# WinCC flexible 2008: Anzeige aller 3 möglichen Meldezustände



## Grimsey (29 Januar 2010)

Hallo zusammen,

wir würden für eine Anlage gerne die folgenden 3 Zustände einer Meldung im Meldesystem von WinCC flexible anzeigen:

Meldung kommt (K)
Meldung quittiert (KQ)
Meldung geht (KG)

Aus Sicht des Bedieners wäre es sehr komfortabel, wenn er diese 3 Zustände an der Visu sehen könnten.

Für uns stellt sich nun die Herausforderung, dies auch sicher in der SPS umzusetzen. Bisher sind wir nach folgendem Schema verfahren:

UND Fehlerquitt RÜCKSETZE Störmeldung
UND Fehler SETZE Störmeldung

Würde ein Fehler noch immer anstehen, so würde die Fehlermeldung sofort wieder kommen. Ein unbeabsichtigtes Anfahren o.ä. wäre damit verhindert.
Der Nachteil hierbei ist jedoch, dass man auf der Visu nie sieht, wenn die Ursache für eine Meldung beseitigt wurde (KG). Wird ein Fehler quittiert und steht aber noch an, so erscheint der Zustand KQ. Wird danach die Ursache beseitigt, bleibt der Zustand KQ erhalten. Durch erneutes quittieren verschwindet die Meldung dann.

Wie handhabt ihr das denn so? Kann uns vielleicht jemand einen Tipp geben, wie man es programmtechnisch realisieren kann, alle 3 Zustände auf der Visu zu sehen?


----------



## rostiger Nagel (29 Januar 2010)

Alle drei kann mann sehen wenn man ein Meldearchiv anlegt und dieses
dann auf einer Störmeldeseite einfüght.


----------



## jabba (29 Januar 2010)

Bei dem Meldeobjekt unter Eigenschaften->Spalten den Haken bei Zustand setzen dann sieht man die Zustände.


Falls das Meldesystem nicht ganz klar ist . siehe hier


----------



## jabba (29 Januar 2010)

Was mir noch dazu einfällt.

Was hast Du denn für ein Panel ?

■ AUFGABEN:
- 1) Wie lautet dieser Satz aus dem zitierten Auszug auf Englisch: „Würde ein Fehler noch immer anstehen, so würde die Fehlermeldung sofort wieder kommen.“?
- 2) Beantworte zum zitierten Auszug kurz:
(a) Welche Abkürzung steht für den Zustand „Meldung quittiert“?
(b) Was muss man laut rostiger Nagel anlegen, um alle drei Zustände sehen zu können?
(c) Wo setzt man laut jabba den Haken bei „Zustand“?
- 3) Schreib den Abschnitt des zitierten Auszugs neu, der mit den Worten „Meldung kommt (K)“ beginnt und nach „die Meldung dann.“ endet, und benenne dabei „Störmeldung“ in „Alarmmeldung“ um.

■ BEREITGESTELLTE DATEN:
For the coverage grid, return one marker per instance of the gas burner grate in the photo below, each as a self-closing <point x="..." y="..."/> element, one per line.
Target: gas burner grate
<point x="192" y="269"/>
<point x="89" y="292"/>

■ LÖSUNGEN:
- 1) If an error were still pending, the error message would immediately come back.

- 2)
(a) KQ
(b) Ein Meldearchiv, das dann auf einer Störmeldeseite eingefügt wird.
(c) Beim Meldeobjekt unter Eigenschaften->Spalten.

- 3)
Meldung kommt (K)
Meldung quittiert (KQ)
Meldung geht (KG)

Aus Sicht des Bedieners wäre es sehr komfortabel, wenn er diese 3 Zustände an der Visu sehen könnten.

Für uns stellt sich nun die Herausforderung, dies auch sicher in der SPS umzusetzen. Bisher sind wir nach folgendem Schema verfahren:

UND Fehlerquitt RÜCKSETZE Alarmmeldung
UND Fehler SETZE Alarmmeldung

Würde ein Fehler noch immer anstehen, so würde die Fehlermeldung sofort wieder kommen. Ein unbeabsichtigtes Anfahren o.ä. wäre damit verhindert.
Der Nachteil hierbei ist jedoch, dass man auf der Visu nie sieht, wenn die Ursache für eine Meldung beseitigt wurde (KG). Wird ein Fehler quittiert und steht aber noch an, so erscheint der Zustand KQ. Wird danach die Ursache beseitigt, bleibt der Zustand KQ erhalten. Durch erneutes quittieren verschwindet die Meldung dann.